About this task
Print every line of the listing exactly, please.

= = =

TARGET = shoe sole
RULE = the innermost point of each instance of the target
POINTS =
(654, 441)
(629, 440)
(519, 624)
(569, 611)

= = =

Response to this exercise
TARGET = shoe sole
RULE = the innermost point of each instance of the target
POINTS =
(654, 441)
(629, 440)
(519, 624)
(569, 611)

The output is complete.